What the task requires: Among these records, which lines include "instance"? Copy them out.

Material for this exercise:
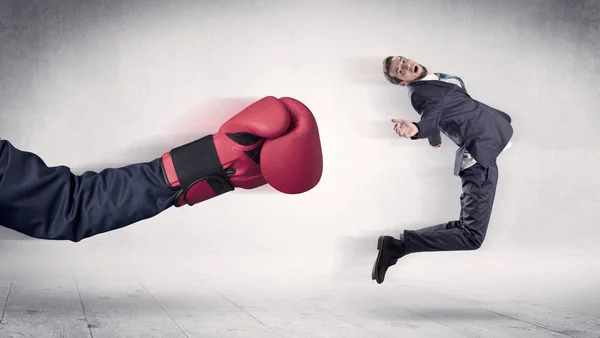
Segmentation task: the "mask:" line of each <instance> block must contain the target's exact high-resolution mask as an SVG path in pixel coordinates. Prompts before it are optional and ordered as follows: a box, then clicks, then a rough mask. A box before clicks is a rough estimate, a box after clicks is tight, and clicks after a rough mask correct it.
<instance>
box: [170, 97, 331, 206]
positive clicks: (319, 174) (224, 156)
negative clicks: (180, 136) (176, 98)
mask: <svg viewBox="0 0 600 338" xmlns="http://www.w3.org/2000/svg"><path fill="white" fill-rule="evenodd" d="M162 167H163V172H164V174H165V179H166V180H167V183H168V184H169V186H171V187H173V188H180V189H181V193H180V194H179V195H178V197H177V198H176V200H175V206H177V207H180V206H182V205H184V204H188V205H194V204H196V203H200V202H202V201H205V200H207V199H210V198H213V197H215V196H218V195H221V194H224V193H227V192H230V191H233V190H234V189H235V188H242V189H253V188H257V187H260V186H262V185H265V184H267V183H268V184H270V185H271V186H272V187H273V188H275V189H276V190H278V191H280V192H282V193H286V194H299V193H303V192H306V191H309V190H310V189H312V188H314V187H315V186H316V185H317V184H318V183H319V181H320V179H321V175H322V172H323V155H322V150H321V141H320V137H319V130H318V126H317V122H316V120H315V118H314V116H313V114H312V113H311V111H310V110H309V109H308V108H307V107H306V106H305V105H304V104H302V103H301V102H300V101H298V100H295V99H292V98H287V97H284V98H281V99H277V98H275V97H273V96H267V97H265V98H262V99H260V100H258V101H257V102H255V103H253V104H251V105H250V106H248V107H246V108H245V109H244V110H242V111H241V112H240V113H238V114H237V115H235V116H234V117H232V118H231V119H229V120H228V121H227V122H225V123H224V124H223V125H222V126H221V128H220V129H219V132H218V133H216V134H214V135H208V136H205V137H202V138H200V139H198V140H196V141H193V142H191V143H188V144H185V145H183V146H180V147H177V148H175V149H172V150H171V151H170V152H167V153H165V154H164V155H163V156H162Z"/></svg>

Result below:
Segmentation task: the "mask:" line of each <instance> block must contain the target's exact high-resolution mask as an SVG path in pixel coordinates. Prompts before it are optional and ordered as follows: a box, then clicks, then a rough mask. A box before clicks is a rough estimate, a box after clicks is tight, and clicks after a rough mask correct it.
<instance>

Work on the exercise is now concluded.